_Selected excerpt_:
BEGIN

Showing posts with label george cukor. Show all posts
Showing posts with label george cukor. Show all posts

Saturday, May 23, 2020

A Woman's Face (1941)

Once again, George Cukor directs an MGM feature with a feminine focus in the title and a nasty role for Joan Crawford. This one has a tighter plot and is set in Sweden, thanks to the play on which it's based. (OK, I'm having trouble finding good info on the play, but there was a Swedish adaptation in 1938.)

END

Records from a data source:
BEGIN

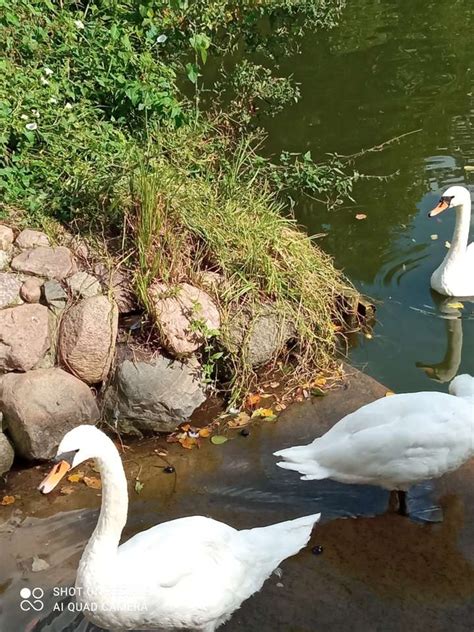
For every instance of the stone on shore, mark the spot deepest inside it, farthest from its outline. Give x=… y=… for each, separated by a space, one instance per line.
x=6 y=454
x=262 y=337
x=31 y=239
x=183 y=313
x=87 y=338
x=154 y=395
x=52 y=263
x=24 y=337
x=31 y=290
x=6 y=238
x=10 y=285
x=40 y=406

END

_Exercise instructions_:
a: Reproduce the blog post starting at the words "Saturday, May 23, 2020" and ending after "adaptation in 1938.)", substituting "Norway" for "Sweden".
b: According to the blog post, in what country is A Woman's Face (1941) set?
Rely on the blog post alone for this work.

_Answer list_:
a:
Saturday, May 23, 2020

A Woman's Face (1941)

Once again, George Cukor directs an MGM feature with a feminine focus in the title and a nasty role for Joan Crawford. This one has a tighter plot and is set in Norway, thanks to the play on which it's based. (OK, I'm having trouble finding good info on the play, but there was a Swedish adaptation in 1938.)

b: Sweden